-------- PASSAGE TO READ

___________________
##### By.
##### A h M e D _ H e f N a w Y
___________________
#### Boston House Price Regression problem!
___________________

##### UnderStanding Problem Attributes!
###### 01. CRIM: per capita crime rate by town
###### 02. ZN: proportion of residential land zoned for lots over 25,000 sq.ft.
###### 03. INDUS: proportion of non-retail business acres per town
###### 04. CHAS: Charles River dummy variable (= 1 if tract bounds river; 0 otherwise)
###### 05. NOX: nitric oxides concentration (parts per 10 million)

----------------

● TASK PROMPT
Please update the part of the Boston housing attribute list that begins with "###### 01. CRIM: per" and ends with "per 10 million)", writing it out again with "dummy variable" changed to "indicator variable". Answer from the Boston housing attribute list alone.

-------- EXTRACTED ENTRIES

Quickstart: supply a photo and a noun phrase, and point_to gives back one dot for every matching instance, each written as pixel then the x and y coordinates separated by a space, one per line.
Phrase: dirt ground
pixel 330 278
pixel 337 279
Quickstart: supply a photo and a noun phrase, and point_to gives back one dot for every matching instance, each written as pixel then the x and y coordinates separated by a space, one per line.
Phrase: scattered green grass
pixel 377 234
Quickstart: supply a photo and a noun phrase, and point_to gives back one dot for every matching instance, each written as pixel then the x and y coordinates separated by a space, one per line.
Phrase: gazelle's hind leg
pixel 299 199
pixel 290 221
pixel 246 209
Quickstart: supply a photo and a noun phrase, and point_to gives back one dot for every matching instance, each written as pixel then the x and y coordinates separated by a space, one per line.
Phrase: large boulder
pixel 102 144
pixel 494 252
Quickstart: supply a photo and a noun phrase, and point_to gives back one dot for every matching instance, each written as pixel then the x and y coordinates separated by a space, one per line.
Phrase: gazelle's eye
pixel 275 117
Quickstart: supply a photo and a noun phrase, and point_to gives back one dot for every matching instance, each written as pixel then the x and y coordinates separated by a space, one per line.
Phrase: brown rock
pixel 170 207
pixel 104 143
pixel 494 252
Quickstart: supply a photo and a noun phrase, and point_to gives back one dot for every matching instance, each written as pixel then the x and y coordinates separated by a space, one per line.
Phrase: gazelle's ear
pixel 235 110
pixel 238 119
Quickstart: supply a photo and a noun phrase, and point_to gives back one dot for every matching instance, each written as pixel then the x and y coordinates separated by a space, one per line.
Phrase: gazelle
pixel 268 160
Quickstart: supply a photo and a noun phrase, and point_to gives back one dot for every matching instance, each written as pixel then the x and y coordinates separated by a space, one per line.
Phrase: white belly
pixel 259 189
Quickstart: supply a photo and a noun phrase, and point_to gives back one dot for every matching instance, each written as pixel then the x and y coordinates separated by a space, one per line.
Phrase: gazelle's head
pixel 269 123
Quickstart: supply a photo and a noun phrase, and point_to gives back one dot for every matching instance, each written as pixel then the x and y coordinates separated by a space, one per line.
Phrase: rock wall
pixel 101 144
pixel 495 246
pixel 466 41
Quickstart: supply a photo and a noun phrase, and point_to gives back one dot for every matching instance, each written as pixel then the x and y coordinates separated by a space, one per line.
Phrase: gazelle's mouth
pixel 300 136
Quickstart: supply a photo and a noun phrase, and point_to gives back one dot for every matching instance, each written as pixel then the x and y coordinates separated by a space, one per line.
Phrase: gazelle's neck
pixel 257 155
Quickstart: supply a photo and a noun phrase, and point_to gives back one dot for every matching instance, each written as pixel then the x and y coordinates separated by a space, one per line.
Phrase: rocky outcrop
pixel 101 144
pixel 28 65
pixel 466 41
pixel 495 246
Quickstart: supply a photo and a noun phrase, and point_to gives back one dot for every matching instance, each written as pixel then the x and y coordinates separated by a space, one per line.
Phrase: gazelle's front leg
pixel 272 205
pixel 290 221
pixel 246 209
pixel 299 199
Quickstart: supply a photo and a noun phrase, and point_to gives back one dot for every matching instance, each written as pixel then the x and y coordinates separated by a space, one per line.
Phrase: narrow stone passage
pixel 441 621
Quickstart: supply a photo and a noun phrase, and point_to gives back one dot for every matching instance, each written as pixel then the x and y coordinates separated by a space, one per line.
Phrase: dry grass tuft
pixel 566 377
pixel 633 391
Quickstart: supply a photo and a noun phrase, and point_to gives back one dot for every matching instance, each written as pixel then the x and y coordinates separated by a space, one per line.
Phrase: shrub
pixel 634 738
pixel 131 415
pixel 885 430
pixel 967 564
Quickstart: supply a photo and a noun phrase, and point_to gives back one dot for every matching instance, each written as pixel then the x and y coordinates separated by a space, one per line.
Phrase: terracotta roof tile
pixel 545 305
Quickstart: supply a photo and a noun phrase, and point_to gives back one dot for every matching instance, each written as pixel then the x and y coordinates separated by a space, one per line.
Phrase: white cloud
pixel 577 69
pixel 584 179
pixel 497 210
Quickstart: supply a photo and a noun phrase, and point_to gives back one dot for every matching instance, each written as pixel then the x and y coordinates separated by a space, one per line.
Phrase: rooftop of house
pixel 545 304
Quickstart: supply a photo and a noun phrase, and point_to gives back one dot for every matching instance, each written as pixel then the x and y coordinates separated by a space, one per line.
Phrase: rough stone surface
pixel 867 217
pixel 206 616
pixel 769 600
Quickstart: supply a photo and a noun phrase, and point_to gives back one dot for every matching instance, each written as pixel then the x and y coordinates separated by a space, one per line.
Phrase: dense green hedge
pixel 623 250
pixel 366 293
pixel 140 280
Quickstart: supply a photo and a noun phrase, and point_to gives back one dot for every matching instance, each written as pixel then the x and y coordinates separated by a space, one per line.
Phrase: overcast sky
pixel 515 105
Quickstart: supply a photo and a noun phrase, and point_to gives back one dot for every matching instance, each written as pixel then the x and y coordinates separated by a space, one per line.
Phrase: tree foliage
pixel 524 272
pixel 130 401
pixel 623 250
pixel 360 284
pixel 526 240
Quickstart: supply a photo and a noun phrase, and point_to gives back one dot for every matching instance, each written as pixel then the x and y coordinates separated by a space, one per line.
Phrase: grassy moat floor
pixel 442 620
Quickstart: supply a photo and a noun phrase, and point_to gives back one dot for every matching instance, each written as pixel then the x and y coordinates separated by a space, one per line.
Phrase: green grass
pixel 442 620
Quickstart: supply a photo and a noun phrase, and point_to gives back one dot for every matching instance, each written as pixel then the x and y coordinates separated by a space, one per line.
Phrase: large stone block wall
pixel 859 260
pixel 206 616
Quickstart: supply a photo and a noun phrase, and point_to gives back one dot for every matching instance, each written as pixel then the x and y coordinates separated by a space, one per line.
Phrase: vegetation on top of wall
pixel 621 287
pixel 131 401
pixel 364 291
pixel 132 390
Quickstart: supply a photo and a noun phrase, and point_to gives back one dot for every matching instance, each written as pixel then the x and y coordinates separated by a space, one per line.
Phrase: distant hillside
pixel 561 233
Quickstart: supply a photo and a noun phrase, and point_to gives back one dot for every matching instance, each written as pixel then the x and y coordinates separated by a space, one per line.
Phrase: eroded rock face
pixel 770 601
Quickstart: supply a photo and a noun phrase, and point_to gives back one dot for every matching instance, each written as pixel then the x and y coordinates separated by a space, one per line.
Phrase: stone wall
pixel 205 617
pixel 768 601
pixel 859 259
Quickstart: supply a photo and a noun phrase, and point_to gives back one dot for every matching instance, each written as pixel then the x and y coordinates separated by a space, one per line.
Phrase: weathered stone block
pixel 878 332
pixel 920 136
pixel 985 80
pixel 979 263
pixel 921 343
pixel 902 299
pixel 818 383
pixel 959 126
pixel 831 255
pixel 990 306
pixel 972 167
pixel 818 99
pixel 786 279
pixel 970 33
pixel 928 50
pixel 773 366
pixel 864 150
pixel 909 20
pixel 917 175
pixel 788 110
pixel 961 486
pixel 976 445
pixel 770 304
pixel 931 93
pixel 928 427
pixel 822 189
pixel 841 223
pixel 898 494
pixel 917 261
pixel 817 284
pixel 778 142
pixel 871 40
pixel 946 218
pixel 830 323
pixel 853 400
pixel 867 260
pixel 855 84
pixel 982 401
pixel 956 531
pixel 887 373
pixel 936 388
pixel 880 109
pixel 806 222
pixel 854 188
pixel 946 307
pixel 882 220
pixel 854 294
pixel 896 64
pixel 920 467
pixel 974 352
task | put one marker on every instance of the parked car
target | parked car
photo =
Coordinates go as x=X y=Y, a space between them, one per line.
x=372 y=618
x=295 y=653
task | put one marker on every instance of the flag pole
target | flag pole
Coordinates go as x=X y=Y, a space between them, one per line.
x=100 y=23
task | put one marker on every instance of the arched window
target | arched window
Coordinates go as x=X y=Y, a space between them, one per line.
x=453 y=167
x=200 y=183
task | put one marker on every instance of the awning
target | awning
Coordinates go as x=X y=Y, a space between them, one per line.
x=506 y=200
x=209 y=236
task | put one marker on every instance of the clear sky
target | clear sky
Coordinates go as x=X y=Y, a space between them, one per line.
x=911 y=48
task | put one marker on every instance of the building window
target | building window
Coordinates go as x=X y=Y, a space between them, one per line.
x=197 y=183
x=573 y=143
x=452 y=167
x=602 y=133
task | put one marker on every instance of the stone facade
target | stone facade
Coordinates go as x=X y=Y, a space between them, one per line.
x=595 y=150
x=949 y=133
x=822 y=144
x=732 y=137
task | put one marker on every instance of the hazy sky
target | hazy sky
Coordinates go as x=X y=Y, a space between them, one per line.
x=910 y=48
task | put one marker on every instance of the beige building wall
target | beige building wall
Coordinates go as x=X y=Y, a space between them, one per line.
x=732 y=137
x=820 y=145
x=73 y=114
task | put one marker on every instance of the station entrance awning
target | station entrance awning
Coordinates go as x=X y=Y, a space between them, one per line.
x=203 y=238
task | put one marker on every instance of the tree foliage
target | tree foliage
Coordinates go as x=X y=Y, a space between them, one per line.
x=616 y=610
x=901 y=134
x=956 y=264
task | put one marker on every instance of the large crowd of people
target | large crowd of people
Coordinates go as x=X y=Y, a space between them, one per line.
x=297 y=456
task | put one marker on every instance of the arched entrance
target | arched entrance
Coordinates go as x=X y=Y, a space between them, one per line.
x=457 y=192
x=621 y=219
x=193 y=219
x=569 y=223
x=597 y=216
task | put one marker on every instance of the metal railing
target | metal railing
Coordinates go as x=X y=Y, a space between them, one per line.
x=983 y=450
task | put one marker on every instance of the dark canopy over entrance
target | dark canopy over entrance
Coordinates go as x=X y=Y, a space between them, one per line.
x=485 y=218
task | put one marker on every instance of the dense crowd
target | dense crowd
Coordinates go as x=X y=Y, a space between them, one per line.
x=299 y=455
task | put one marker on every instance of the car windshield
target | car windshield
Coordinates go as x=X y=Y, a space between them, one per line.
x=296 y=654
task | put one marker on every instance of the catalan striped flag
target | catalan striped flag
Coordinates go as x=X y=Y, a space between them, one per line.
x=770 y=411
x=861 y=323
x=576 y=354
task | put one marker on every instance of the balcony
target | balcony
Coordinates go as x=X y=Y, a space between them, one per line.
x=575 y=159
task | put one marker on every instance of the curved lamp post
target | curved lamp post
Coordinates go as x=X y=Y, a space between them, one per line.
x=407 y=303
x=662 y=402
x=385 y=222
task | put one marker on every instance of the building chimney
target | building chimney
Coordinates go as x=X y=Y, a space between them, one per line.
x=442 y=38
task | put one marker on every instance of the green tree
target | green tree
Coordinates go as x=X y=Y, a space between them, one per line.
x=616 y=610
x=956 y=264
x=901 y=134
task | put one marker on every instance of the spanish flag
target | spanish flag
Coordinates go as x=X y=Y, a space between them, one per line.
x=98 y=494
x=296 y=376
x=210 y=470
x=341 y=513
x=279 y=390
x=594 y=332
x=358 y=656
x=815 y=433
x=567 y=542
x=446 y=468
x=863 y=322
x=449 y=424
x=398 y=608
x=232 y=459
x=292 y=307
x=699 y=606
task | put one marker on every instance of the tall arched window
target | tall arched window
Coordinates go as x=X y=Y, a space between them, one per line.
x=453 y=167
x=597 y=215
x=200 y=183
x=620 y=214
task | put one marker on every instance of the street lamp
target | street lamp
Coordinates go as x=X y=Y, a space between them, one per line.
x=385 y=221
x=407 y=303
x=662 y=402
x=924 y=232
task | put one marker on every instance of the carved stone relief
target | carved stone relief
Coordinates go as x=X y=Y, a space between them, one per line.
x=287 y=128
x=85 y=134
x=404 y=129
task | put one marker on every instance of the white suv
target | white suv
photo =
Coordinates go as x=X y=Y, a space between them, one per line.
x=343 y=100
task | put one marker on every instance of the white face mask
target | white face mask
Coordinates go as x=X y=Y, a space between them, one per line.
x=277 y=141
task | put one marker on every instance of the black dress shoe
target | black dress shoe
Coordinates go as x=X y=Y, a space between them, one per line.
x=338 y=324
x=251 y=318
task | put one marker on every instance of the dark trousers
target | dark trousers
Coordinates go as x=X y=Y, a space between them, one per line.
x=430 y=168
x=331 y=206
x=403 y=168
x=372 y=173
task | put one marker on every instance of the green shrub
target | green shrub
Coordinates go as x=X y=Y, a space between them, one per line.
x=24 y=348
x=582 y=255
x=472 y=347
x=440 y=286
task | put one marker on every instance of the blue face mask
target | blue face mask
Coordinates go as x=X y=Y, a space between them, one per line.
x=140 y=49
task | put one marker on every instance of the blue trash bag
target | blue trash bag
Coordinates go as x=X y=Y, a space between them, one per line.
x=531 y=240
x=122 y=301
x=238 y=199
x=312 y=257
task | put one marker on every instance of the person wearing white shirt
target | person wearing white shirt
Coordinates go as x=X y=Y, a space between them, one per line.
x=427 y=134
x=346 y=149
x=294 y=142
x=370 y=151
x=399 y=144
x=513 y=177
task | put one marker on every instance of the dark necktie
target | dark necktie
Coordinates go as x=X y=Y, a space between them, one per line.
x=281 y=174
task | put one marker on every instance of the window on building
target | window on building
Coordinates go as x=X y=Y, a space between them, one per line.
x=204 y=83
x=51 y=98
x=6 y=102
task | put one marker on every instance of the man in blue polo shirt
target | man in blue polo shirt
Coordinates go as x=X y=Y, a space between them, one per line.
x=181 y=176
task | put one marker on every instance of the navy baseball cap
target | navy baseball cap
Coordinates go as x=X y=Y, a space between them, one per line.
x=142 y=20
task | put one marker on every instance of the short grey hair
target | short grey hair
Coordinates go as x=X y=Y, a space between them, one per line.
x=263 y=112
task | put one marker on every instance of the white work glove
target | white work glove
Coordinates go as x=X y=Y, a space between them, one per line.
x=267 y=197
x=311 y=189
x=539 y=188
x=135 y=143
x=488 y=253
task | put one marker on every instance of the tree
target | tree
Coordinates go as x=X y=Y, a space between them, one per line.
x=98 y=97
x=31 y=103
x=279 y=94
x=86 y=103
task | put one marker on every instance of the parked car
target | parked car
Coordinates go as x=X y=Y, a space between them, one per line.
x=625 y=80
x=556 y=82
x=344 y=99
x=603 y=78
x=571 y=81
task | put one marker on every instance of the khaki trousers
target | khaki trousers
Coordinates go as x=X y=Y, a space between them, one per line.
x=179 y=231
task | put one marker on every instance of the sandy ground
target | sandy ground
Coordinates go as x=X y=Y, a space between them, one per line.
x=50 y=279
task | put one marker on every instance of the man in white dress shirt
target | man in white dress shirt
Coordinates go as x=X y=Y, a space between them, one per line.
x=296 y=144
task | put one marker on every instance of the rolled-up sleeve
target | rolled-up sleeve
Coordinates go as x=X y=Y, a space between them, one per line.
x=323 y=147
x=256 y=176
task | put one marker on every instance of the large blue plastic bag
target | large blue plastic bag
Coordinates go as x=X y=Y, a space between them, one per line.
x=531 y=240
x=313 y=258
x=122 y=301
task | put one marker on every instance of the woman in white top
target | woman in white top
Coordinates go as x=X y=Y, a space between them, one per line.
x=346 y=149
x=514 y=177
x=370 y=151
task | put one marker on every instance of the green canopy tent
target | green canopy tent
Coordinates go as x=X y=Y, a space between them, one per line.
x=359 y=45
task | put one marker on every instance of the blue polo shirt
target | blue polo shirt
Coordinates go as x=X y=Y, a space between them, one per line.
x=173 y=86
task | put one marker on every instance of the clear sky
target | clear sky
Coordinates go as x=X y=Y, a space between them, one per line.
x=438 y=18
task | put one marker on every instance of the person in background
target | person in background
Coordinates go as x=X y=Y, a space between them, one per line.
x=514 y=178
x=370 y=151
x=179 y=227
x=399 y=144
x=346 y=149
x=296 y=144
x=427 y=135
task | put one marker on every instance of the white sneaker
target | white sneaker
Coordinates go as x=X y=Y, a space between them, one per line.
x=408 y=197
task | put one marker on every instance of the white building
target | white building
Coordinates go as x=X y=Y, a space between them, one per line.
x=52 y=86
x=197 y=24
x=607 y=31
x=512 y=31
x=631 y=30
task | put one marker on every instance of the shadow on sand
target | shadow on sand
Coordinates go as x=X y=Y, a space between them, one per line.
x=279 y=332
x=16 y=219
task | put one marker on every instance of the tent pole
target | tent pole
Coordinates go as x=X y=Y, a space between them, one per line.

----------------

● PROBLEM SOLUTION
###### 01. CRIM: per capita crime rate by town
###### 02. ZN: proportion of residential land zoned for lots over 25,000 sq.ft.
###### 03. INDUS: proportion of non-retail business acres per town
###### 04. CHAS: Charles River indicator variable (= 1 if tract bounds river; 0 otherwise)
###### 05. NOX: nitric oxides concentration (parts per 10 million)